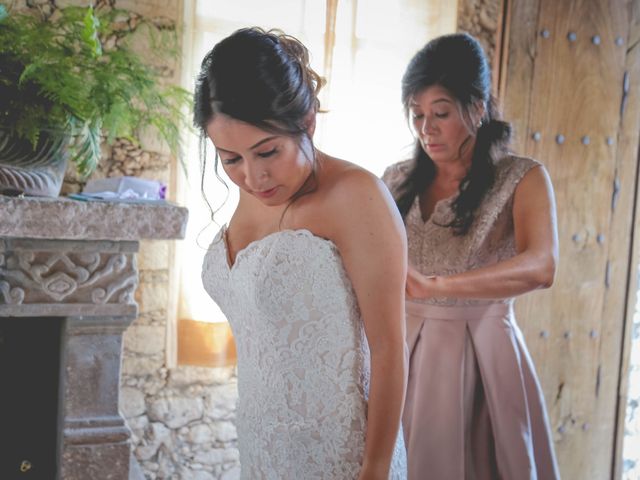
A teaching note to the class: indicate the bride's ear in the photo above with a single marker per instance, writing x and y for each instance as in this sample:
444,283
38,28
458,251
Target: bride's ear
310,122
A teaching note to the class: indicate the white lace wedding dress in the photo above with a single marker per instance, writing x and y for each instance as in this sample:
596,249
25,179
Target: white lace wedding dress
303,359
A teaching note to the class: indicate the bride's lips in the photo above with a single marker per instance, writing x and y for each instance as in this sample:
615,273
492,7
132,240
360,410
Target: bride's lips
435,146
266,193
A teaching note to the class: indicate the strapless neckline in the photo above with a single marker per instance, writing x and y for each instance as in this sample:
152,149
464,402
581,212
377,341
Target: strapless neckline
270,236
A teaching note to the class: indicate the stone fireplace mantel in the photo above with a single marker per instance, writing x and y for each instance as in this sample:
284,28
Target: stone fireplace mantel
76,261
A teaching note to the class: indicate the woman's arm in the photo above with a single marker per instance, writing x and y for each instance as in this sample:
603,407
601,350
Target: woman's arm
536,237
371,239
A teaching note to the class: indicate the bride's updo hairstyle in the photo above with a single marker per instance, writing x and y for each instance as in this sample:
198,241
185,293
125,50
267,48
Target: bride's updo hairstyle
262,78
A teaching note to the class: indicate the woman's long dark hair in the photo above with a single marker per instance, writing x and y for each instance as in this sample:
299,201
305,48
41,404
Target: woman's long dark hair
457,63
262,78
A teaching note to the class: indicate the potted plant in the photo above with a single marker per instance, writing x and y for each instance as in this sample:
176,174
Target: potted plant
71,80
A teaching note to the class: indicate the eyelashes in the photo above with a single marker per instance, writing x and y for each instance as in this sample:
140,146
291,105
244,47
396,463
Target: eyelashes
267,154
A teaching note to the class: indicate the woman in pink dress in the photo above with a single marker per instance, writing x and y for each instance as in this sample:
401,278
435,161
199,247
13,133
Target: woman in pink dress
481,227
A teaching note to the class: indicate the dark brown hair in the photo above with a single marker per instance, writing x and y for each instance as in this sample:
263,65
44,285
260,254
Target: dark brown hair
457,63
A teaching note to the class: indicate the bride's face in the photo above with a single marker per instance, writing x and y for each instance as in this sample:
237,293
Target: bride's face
268,166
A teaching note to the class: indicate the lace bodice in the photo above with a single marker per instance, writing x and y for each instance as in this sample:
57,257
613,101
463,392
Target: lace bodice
303,358
435,250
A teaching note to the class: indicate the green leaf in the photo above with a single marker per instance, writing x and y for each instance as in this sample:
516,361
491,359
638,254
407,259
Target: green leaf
90,32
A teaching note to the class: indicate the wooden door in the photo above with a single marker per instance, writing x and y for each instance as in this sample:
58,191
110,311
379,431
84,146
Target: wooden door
570,82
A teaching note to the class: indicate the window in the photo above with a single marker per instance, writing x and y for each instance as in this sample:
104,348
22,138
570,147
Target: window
362,48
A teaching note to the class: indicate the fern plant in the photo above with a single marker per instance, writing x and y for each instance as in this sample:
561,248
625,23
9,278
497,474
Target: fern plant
57,77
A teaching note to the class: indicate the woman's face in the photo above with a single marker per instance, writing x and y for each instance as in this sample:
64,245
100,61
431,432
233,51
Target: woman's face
439,126
268,166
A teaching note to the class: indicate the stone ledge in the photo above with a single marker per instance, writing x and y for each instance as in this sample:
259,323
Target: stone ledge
63,218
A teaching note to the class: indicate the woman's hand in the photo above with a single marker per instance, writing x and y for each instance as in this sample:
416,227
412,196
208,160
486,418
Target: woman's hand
418,284
371,472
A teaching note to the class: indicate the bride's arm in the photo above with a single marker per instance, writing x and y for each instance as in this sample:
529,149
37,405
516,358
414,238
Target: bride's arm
370,236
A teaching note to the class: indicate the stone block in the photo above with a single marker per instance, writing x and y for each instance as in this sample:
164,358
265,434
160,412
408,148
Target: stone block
200,434
224,431
132,402
153,255
232,474
145,339
220,402
141,366
189,375
176,412
152,296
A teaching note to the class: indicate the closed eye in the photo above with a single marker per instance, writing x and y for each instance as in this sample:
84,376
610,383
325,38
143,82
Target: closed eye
269,153
230,161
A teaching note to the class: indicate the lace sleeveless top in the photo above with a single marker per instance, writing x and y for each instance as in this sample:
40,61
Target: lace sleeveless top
435,250
303,358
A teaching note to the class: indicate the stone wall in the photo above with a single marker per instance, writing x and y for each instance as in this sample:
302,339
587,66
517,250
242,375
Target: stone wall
182,419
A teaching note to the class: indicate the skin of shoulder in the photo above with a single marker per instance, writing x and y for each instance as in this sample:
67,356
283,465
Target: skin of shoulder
362,220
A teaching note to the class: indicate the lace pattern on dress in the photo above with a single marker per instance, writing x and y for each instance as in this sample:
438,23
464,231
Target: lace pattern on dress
303,358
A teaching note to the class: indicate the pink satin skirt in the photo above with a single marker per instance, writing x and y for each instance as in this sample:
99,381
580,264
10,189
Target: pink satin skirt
474,407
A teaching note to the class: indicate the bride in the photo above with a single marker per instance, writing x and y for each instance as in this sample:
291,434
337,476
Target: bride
310,273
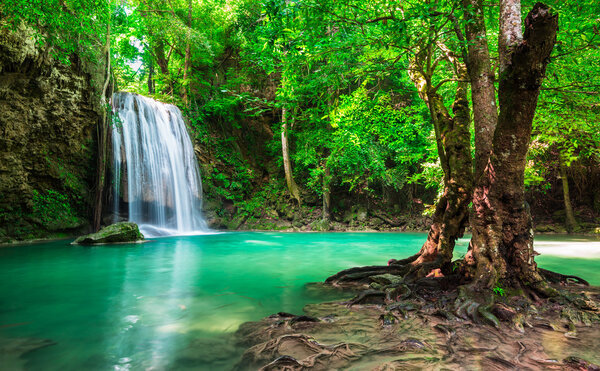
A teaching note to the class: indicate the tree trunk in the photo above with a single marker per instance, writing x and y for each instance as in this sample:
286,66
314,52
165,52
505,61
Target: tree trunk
326,194
502,245
287,164
570,222
102,133
188,57
454,149
151,78
485,111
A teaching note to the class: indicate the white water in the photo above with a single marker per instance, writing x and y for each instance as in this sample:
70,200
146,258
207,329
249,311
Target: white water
155,167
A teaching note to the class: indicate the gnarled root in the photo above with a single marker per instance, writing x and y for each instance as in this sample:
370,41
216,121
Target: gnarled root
554,277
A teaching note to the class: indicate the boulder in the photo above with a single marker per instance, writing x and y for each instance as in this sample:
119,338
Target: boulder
114,233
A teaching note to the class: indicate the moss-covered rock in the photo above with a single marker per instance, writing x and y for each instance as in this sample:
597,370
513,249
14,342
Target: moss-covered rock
114,233
47,148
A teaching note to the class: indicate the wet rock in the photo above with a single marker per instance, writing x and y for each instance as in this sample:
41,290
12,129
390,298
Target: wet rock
503,312
115,233
580,364
387,279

────

Write out each entry again exactly, and skip the pictures.

A teaching note to the class: indicate the bride's ear in the photo above with a single marker per instance, writing x and y for each instance as in this sample:
444,283
38,28
458,251
Target: bride's ear
310,122
A teaching note to the class: indicate the white lace wedding dress in the photo above with a single marker per instance, writing x and y for each instance as in this sample:
596,249
25,179
Target: white lace wedding dress
303,359
A teaching note to the class: indicate the bride's lips in the photo above with a single marker per instance, writing x and y for each instance as in this sample:
615,273
492,7
132,240
360,410
Target: bride's lips
435,146
266,193
A teaching note to the class: indicate the strapless neckline in the photo above with a single marker per instance, writing x and y for each instance as in this sample:
152,149
464,402
581,212
377,341
Target: strapless neckline
270,236
A teaching note to the class: indicate the stone fireplace mantel in the photo above with a single marker per instance, writing x and y for each instance as in this sample:
284,28
Target: stone fireplace mantel
76,261
A teaching note to the class: indicate the woman's arm in the photo above with a single marker per instance, writing x and y for each instance as in this sample:
603,407
601,350
Target: woman's arm
536,237
371,239
A teaching note to the class: indicate the bride's updo hairstyle in the photo above with a single marker per instance, writing x and y for each instance as in this sample:
198,241
185,293
125,50
267,48
Target: bride's updo hairstyle
262,78
A teaching note to the class: indicate the woman's long dark hair in the photo above with a single marker per instance, writing x and y for each instance as in this sample:
299,201
305,48
41,404
Target: woman's long dark hair
457,63
262,78
A teaching note to the class: indicate the potted plant in the photo above with a single marker per instance, writing x and y for each instance as in this sample:
176,174
Target: potted plant
71,80
A teaching note to the class: indicate the eyelashes in the photo above with a single marker per instance, writing x and y for each instance as in this sample:
140,146
291,105
244,47
396,463
Target: eyelashes
267,154
A teaching note to the class: indicate the woman in pink dress in the photo above with a single marker per instance, writing x and y for each instance as in this sample:
401,278
435,161
199,247
13,133
Target: woman in pink dress
481,227
A teaching note to the class: indicate the dark brown hair in the photo above with a single marker per instance, writing x and y for each instance as in this sample:
263,65
44,285
260,254
Target: dark brown hair
457,63
A teaching note to the class: indicate the bride's face in the photo above with a single marker per instance, writing x and y for each instance as in this sample:
237,293
Target: bride's face
268,166
A teaching note to the class: indicate the lace bodice in the photo above with a single marker per instance, writing x and y for each instance as in this sample:
57,257
613,101
463,392
Target: lace bodice
303,358
435,250
A teaching note to the class: indicate the green leaf in the photo above with a single marker per instance, writing x and y for each instance as in this sample:
516,361
491,359
638,254
407,259
Target: green leaf
90,32
A teaching note to the class: indicate the wooden door in the photo above with a single marker per instance, writing x and y for each instance as in this sample:
58,191
110,311
379,431
84,146
Target: wooden door
570,82
A teaching note to the class: indicate the window in the photo above with a single marker per instance, writing x and y for each instance as in this sample:
104,348
22,138
570,147
Target: window
362,48
A teaching note to the class: indicate the fern plant in the photo above with a single marker per instance, writing x and y for each instance as in this sample:
561,248
625,23
9,278
497,474
Target: fern plant
57,77
A teaching note to the class: indicate the woman's face in the photo above with a single marker per instance, writing x and y for each instance as in this sample:
64,245
100,61
431,432
233,51
Target: woman's face
439,126
268,166
A teaching note to the class: indicate the stone ledge in the photo above with a single marker per instance, writing x and y for each instance as in this sample:
259,323
Target: stone ledge
63,218
A teaching note to the class: indicate the woman's hand in the photo above with a single marker per instance, writing x and y for each instance as in this sample:
416,227
412,196
208,160
486,418
Target: woman's hand
418,284
371,472
A teaching note to the class: indicate the bride's arm in the photo above with a single marker per instance, writing x and y for each instance as in this sample:
529,149
37,405
516,358
414,238
Target: bride's arm
370,236
A teaching note to the class: indicate the stone block in the photo above with a single marker per instance, writing x and y for each instance as in this sample:
164,358
265,434
160,412
408,148
Target: stone block
200,434
224,431
132,402
153,255
232,474
145,339
220,402
141,366
189,375
176,412
152,296
A teaching note to the class: indicate the closed eye in the photo above with a single marker per instance, writing x and y for each instance as in this sample:
84,376
610,383
325,38
143,82
Target: closed eye
269,153
230,161
A teaching note to the class: indicate the lace sleeveless top in the photo above with a single marker per instance, writing x and y for each instance as in this sample:
40,61
Target: lace sleeveless top
435,250
303,358
A teaching note to the class: indicate the stone wall in the photo above with a single marker per instance, writing x and y for each instance as in this sample:
302,339
587,66
517,250
242,375
Target: stone wall
182,419
A teaching note to the class: indicate the skin of shoulder in the photo above with a single marker per instance, writing x and y for each instance as in this sample:
67,356
283,465
Target: skin of shoulder
362,220
A teaching note to the class: indicate the lace pattern on dress in the photo above with a single marker per instance, writing x and y for each instance as in this sample:
438,23
464,231
Target: lace pattern on dress
303,358
A teaching note to the class: indicate the pink satin skirt in the photo above with a single marker per instance, writing x and y for each instance as in this sample:
99,381
580,264
10,189
Target: pink satin skirt
474,407
A teaching note to the class: indicate the bride in the photo above with a single marker per instance, writing x and y for each instance as in this sample:
291,434
337,476
Target: bride
310,273
A teaching note to the class: indicate the tree trunk in the photo above with a single marker per instance, writing x and y for each instance as in this sample:
286,66
314,52
165,52
505,61
Target: tree trunk
326,194
502,245
287,164
570,222
102,133
188,57
454,149
151,78
485,111
A teaching note to the class: indicate the white water in the photo above with a single marker per instance, writing x and y for each instance as in this sample:
70,200
146,258
207,329
249,311
Target: white water
155,167
A teaching note to the class: indicate the gnarled root in the photo above with a single marker per instance, writing x and y for each instance as in this sample:
370,41
216,121
Target: gnarled root
554,277
A teaching note to the class: indicate the boulder in the photo above with a single marker per instance, writing x and y for each instance as in this sample:
119,338
Target: boulder
114,233
A teaching note to the class: indicate the moss-covered rock in the photo above with a single marker per instance, writing x and y for each instance as in this sample:
597,370
513,249
14,342
Target: moss-covered rock
114,233
47,148
A teaching note to the class: indicate the wet rock in the photo above with a single marker per instance, writing x and y for each instance as in this sample:
41,290
12,129
390,298
Target: wet rock
503,312
115,233
580,364
387,279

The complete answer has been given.